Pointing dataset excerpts
______________________________

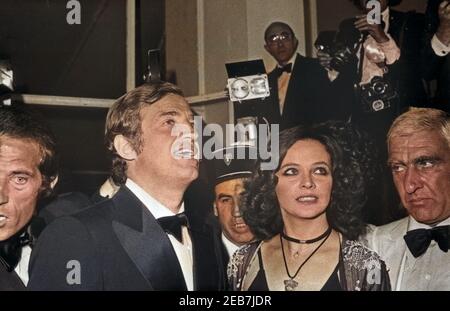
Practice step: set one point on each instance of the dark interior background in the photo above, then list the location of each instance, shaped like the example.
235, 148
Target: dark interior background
51, 57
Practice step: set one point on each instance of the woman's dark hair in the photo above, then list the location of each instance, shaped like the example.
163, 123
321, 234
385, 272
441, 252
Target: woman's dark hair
352, 171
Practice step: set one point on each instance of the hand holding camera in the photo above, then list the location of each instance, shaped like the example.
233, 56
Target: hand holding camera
324, 59
443, 32
375, 30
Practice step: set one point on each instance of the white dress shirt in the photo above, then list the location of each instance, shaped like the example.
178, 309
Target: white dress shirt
430, 271
230, 246
182, 250
22, 267
283, 82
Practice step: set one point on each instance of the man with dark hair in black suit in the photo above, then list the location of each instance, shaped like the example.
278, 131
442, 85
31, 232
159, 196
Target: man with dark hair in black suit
148, 236
231, 172
28, 173
387, 57
437, 49
297, 84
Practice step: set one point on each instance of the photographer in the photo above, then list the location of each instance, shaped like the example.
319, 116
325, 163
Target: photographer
382, 77
299, 86
375, 69
437, 47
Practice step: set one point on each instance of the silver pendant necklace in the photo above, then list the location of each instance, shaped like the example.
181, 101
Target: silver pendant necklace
291, 284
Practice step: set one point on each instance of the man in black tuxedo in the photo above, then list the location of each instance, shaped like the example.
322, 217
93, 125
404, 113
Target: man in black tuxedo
298, 84
28, 172
147, 236
388, 50
231, 172
437, 49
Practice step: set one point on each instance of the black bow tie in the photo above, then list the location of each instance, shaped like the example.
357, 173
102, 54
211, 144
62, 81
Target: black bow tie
419, 240
173, 224
286, 68
11, 249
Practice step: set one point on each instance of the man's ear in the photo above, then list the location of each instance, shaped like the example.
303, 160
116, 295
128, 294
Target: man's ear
124, 148
54, 182
295, 44
216, 213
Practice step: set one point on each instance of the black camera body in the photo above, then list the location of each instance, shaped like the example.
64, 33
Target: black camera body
377, 95
341, 53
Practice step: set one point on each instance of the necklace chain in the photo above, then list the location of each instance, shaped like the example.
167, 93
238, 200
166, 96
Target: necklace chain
320, 237
326, 235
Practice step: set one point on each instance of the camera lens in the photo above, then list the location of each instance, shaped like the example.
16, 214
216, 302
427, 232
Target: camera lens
379, 88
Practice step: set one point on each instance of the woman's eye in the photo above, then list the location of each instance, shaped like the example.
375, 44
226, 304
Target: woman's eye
170, 122
20, 180
225, 201
290, 172
396, 168
321, 171
425, 164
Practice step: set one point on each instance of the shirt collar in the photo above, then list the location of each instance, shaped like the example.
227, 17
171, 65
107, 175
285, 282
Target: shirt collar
414, 224
291, 61
230, 246
157, 209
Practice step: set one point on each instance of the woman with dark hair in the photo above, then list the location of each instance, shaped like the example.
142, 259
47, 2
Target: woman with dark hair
306, 215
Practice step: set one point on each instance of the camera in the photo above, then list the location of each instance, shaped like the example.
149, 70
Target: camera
377, 95
341, 52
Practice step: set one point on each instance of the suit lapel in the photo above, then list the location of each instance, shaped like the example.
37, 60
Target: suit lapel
275, 103
146, 243
208, 267
394, 247
291, 100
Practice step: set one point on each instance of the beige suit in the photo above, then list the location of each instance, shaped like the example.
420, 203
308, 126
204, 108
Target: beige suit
430, 271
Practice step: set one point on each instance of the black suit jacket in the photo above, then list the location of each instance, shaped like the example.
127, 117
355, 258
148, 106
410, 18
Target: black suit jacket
120, 246
305, 101
436, 67
405, 75
10, 281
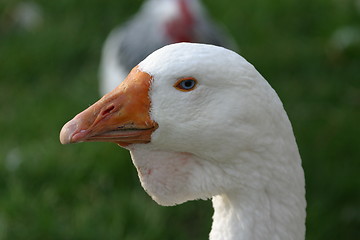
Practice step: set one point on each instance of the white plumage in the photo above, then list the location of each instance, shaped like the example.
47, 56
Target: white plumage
228, 139
158, 23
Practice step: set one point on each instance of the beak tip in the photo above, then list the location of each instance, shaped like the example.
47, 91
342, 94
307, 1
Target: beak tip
67, 132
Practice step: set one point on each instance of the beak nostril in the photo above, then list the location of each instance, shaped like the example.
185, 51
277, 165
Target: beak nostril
107, 110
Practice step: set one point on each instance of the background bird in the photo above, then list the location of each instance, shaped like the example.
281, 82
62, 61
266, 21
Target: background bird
158, 23
201, 122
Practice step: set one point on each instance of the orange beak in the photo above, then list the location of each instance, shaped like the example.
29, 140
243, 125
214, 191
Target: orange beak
121, 116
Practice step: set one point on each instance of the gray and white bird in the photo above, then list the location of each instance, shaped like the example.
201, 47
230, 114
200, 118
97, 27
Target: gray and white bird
158, 23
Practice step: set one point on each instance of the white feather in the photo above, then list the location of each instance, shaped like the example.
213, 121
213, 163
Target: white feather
229, 139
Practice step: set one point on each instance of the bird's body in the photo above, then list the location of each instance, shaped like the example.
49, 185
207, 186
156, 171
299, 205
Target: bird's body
158, 23
205, 124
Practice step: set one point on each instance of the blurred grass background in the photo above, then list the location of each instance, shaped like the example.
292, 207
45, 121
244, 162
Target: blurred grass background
308, 50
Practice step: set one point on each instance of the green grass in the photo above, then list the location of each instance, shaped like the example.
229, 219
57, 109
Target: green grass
91, 191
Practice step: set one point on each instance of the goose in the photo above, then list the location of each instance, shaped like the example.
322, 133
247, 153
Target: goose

______________________________

Leave out all pictures, then copy the remaining material exactly.

Practice step: set one point on each instance of the dark interior background in the photo above, then list the location of each instance, shaped like the example.
235, 148
Target: dark interior background
51, 57
Practice step: set one point on each instance of the woman's dark hair in the photo above, then list the location of each instance, shaped like the example.
163, 123
321, 234
385, 272
441, 252
Target: woman's dark hair
352, 171
Practice step: set one point on each instance of the hand holding camera in the photo above, then list the location of each instance, shaped like the example.
233, 56
Target: hand holding camera
324, 59
443, 32
375, 30
Practice step: set one point on each instance of the white dress shirt in the photo above, then list the location of each instance, shaped like the example.
178, 309
Target: white dress shirt
430, 271
230, 246
182, 250
22, 267
283, 82
Practice step: set one point on each instance of the man with dark hair in black suit in the photo above, then list the location of each instance, shaped like the example.
278, 131
442, 85
31, 232
159, 196
Target: man with dark hair in black suit
148, 236
231, 172
28, 173
387, 57
437, 49
297, 84
Practice step: set one point on each instance of the photographer in the photo above, then list the location of each instance, shaped like the example.
319, 116
325, 163
Target: photographer
382, 77
299, 86
375, 69
437, 47
Practice step: set one point on each instance of the silver pendant necklace in the photo above, then list the location of each instance, shaped like the example.
181, 101
Target: silver pendant necklace
291, 284
Practice step: set one point on each instance of the man in black tuxedo in the photo above, then list the location of each instance, shaped like the example.
322, 217
93, 125
404, 113
Target: man in black tuxedo
298, 84
28, 172
147, 236
388, 50
231, 172
437, 49
Practice step: set one point on each instance of the black bow tie in the photo above, then list the location of each instance, shaped like the example.
357, 173
102, 54
211, 144
62, 81
Target: black bow tie
419, 240
173, 224
286, 68
11, 249
Practice step: set one point on each instance of the man's ear in the photo above, then list the location of each instance, shaped like the example.
303, 160
116, 295
128, 294
Target: man's ear
124, 148
54, 182
295, 44
216, 213
Practice step: set one point on each instance of the black camera body in the photo above, then list the location of each instance, shaped like the example.
64, 33
Target: black camera body
377, 95
341, 53
Practice step: set one point on each instance of the necklace chain in the photo above, then list the location of each instance, shaped like the example.
167, 93
238, 200
166, 96
Target: necklace chain
320, 237
326, 235
Practice step: set one point on each instance of the camera lens in the photo above, then list the location of each instance, shaped like the example.
16, 214
216, 302
427, 232
Target: camera lens
379, 88
Practice step: set one point on each instance of the woman's eye in the photo above, then list the location of each instance, shaped like the example.
375, 44
226, 304
Target: woman's eye
170, 122
20, 180
225, 201
290, 172
396, 168
321, 171
425, 164
Practice step: set one point on each instance of the shirt collar in the photo above, then list the location of each instance, shaped like the example.
227, 17
171, 65
107, 175
285, 282
Target: shirt collar
414, 224
291, 61
230, 246
157, 209
Practice step: set one point on each instance of the woman with dark hair in the photo above, then list the location of each instance, shaped like the example.
142, 259
47, 2
Target: woman with dark hair
306, 215
Practice step: set one point on each instance of the camera in the photo above, then list the location of each instance, shaped like the example.
149, 70
Target: camera
377, 95
341, 52
Practice step: set one point on each instance of the suit lapel in the photo above, then list the location of each instance, shaped like the example.
37, 60
Target: suit lapel
275, 103
146, 243
208, 267
394, 247
291, 100
Practice step: set one point on each instance of the beige suit in the photo above, then list the location of each instance, shaped like the example.
420, 203
308, 126
204, 108
Target: beige suit
430, 271
Practice step: set one point on each instance of the black suit jacket in the photo above, then list the location of each instance, shaped like the example.
127, 117
355, 258
148, 106
410, 18
Target: black suit jacket
120, 246
305, 101
436, 67
405, 75
10, 281
Practice step: set one point on each instance of the white plumage in the photo above, then list the location of each instance, shaped like the example.
47, 56
Target: white plumage
228, 139
158, 23
Practice step: set one point on each instance of the beak tip in the photo above, then list the location of each instance, shaped like the example.
47, 91
342, 94
307, 1
Target: beak tip
67, 132
Practice step: set one point on each instance of the beak nostril in the photo above, then list the location of each instance, shaped like the example.
185, 51
277, 165
Target: beak nostril
107, 110
Practice step: set one point on each instance of the background bird in the photo above, then list the location of each instance, shaped like the example.
281, 82
62, 61
266, 21
Target: background bird
158, 23
201, 122
Practice step: set one point on each instance of the orange beak in the photo above, then list the location of each instance, shaped like the example.
29, 140
243, 125
214, 191
Target: orange beak
121, 116
Practice step: set one point on each instance of the gray and white bird in the photo above, then list the location of each instance, shaped like the example.
201, 47
230, 114
200, 118
97, 27
Target: gray and white bird
158, 23
Practice step: set one point on each instance of the white feather in the photo above, then list the location of each instance, shaped like the example.
213, 121
213, 163
Target: white feather
229, 139
Practice step: set one point on each instance of the bird's body in the photo above, then list the location of each instance, shaped like the example.
49, 185
207, 186
156, 171
299, 205
Target: bird's body
158, 23
205, 124
Practice step: set one point on each instance of the blurred grass background in the photo above, then list the location of each instance, shaped like the example.
292, 207
45, 121
244, 162
Target: blurred grass background
308, 50
Practice step: set one point on each instance of the green grass in the photo above, then list the location of each instance, shaped like the example.
229, 219
57, 109
Target: green grass
91, 191
Practice step: set one point on each instance of the goose in the photo above, then list the location of each instance, shaped like the example.
322, 133
247, 153
Target: goose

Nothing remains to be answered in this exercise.